## What to produce
Continue the DrJAX paper summary below, starting right after its last sentence.

## Extract to read
BEGIN

DrJAX: Scalable and Differentiable MapReduce Primitives in JAX
Keith Rush, Zachary Charles, Zachary Garrett, Sean Augenstein, Nicole Mitchell
TL;DR
DrJAX presents a differentiable MapReduce framework embedded in JAX that treats partitioned data as first-class citizens, enabling scalable sharding, JIT compilation, and AD while preserving partition metadata for cross-platform translation. By implementing MapReduce primitives as JAX primitives and lifting them through XLA, it decouples partition size from physical sharding and supports forward- and reverse-mode AD, allowing complex distributed algorithms to be written succinctly and efficiently. The approach demonstrates near-constant weak scaling on large transformer models and shows that internal sharding annotations are essential for performance, with empirical evidence contrasting against JIT-alone or GSPMD-only baselines. The work also emphasizes interpretability, preserving partition information in jaxprs to facilitate translation to federated and production systems, and discusses self-tuning, hypergradient opportunities enabled by MapReduce AD. Overall, DrJAX enables scalable, differentiable MapReduce computations and provides a path toward cross-platform deployment and automated optimization of distributed ML workloads.

END

## Extracted material
BEGIN

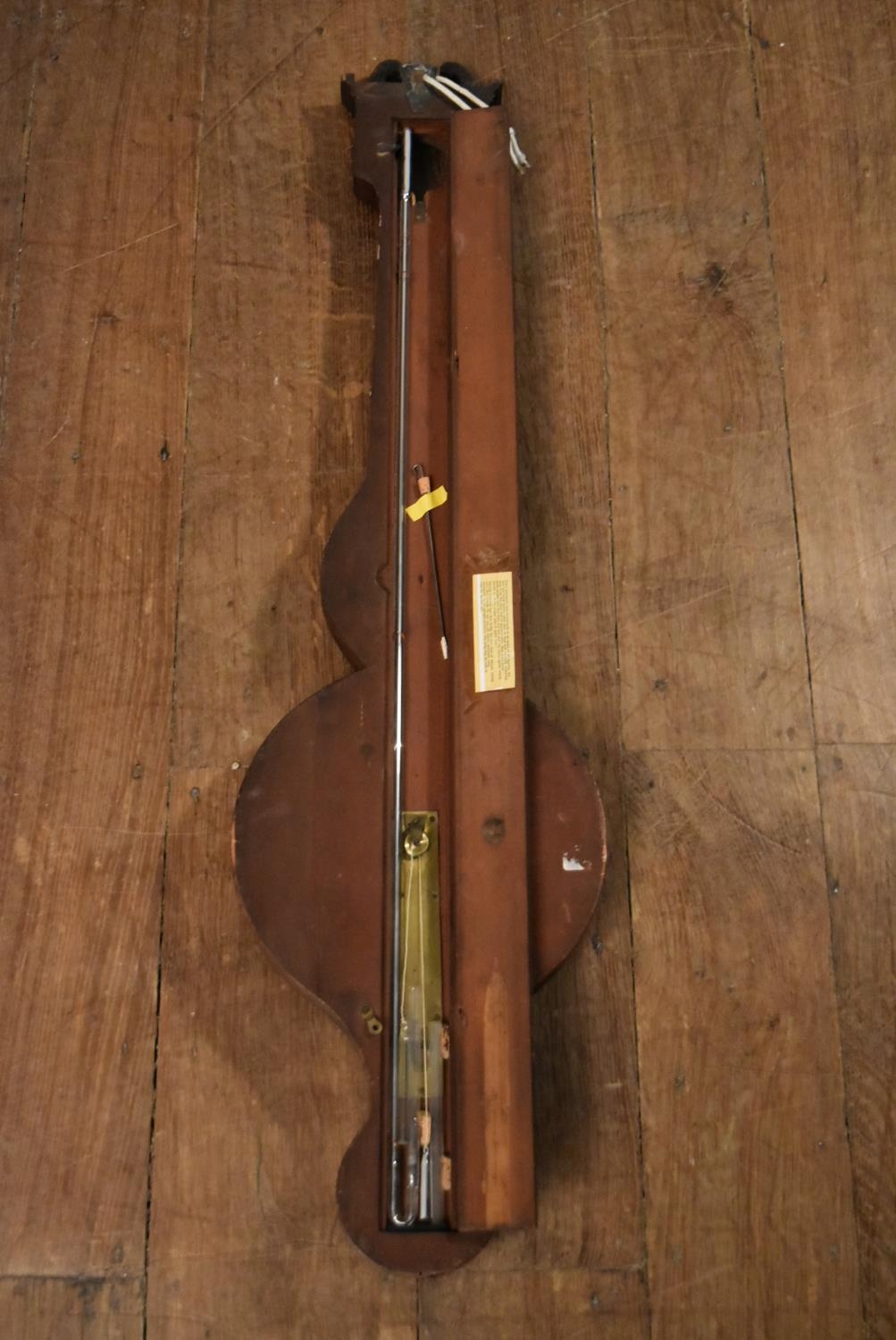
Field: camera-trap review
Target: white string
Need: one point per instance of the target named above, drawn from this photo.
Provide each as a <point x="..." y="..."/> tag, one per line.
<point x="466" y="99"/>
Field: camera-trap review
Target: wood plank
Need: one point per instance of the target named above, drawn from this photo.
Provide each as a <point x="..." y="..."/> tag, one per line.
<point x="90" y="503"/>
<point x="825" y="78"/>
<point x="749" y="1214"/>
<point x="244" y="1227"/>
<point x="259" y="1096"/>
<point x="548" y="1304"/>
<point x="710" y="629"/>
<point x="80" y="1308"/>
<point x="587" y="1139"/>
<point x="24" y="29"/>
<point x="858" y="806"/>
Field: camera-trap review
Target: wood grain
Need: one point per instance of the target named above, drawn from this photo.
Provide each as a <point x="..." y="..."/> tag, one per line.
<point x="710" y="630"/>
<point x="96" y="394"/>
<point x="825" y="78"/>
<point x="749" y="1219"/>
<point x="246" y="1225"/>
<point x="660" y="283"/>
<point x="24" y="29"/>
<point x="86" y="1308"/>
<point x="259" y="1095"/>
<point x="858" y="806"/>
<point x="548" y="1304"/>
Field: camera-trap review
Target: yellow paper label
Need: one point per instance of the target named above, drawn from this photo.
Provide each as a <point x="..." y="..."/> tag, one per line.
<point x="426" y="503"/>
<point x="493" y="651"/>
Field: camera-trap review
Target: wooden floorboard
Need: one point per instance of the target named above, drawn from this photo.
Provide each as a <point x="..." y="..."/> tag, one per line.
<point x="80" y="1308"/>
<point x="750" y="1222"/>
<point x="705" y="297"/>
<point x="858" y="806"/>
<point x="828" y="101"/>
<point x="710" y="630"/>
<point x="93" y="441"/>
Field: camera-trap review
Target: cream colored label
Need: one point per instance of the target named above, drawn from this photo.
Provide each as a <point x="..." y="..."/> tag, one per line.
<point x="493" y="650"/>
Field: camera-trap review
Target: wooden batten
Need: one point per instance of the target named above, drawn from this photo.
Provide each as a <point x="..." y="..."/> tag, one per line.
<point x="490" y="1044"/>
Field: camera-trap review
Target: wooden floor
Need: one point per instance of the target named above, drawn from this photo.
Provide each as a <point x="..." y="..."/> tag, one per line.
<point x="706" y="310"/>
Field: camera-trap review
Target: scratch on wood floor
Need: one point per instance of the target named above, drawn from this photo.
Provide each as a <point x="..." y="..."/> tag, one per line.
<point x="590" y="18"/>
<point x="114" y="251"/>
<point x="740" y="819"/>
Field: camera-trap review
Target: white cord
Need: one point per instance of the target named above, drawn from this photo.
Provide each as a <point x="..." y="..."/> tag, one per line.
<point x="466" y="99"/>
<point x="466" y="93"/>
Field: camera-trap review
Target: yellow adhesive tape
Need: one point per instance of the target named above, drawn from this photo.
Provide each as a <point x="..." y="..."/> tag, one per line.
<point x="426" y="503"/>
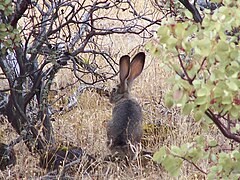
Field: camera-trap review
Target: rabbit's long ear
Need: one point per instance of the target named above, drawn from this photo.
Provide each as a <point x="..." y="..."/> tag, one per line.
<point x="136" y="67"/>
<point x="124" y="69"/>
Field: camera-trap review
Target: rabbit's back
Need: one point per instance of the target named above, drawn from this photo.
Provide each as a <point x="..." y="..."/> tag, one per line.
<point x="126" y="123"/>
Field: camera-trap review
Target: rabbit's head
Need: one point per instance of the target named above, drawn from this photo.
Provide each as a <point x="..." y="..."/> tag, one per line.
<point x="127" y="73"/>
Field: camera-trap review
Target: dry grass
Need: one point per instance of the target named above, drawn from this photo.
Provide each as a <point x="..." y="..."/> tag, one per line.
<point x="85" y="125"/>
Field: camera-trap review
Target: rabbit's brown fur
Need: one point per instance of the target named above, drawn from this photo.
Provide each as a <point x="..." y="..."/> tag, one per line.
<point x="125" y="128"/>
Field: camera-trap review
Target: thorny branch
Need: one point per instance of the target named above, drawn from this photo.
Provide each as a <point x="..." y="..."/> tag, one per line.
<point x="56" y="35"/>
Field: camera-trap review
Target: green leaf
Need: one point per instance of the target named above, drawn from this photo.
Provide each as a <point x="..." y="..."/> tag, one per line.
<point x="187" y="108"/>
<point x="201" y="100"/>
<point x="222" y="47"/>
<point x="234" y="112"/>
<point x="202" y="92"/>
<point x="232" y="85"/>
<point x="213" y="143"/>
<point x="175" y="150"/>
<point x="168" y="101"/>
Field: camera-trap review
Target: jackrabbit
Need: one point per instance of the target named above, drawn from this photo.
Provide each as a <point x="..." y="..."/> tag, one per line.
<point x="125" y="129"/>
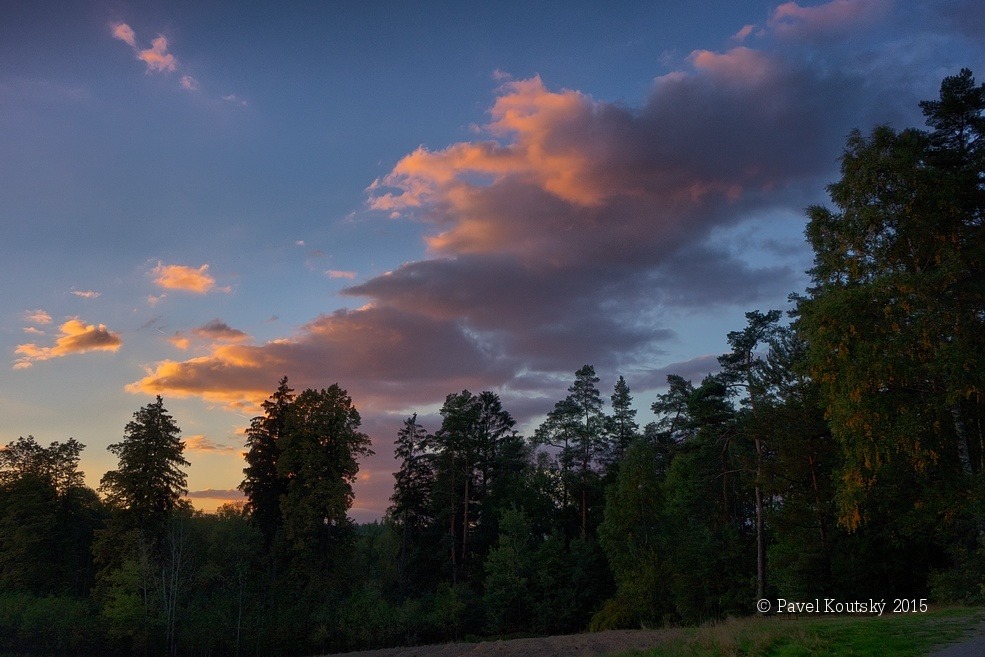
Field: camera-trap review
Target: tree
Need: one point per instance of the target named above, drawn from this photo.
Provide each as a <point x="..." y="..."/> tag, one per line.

END

## Final result
Abstract
We present DrJAX, a JAX-based library designed to support large-scale distributed and parallel machine learning algorithms that use MapReduce-style operations. DrJAX leverages JAX's sharding mechanisms to enable native targeting of TPUs and state-of-the-art JAX runtimes, including Pathways. DrJAX embeds building blocks for MapReduce computations as primitives in JAX. This enables three key benefits. First, DrJAX computations can be translated directly to XLA HLO, enabling flexible integration with a wide array of ML training platforms. Second, DrJAX computations are fully differentiable. Last, DrJAX computations can be interpreted out to existing batch-processing compute systems, including traditional MapReduce systems like Apache Beam and cross-device compute systems like those powering federated learning applications. We show that DrJAX provides an easily programmable, performant, and scalable framework for parallelized algorithm development. DrJAX is available at \url{https://github.com/google-research/google-research/tree/master/drjax}.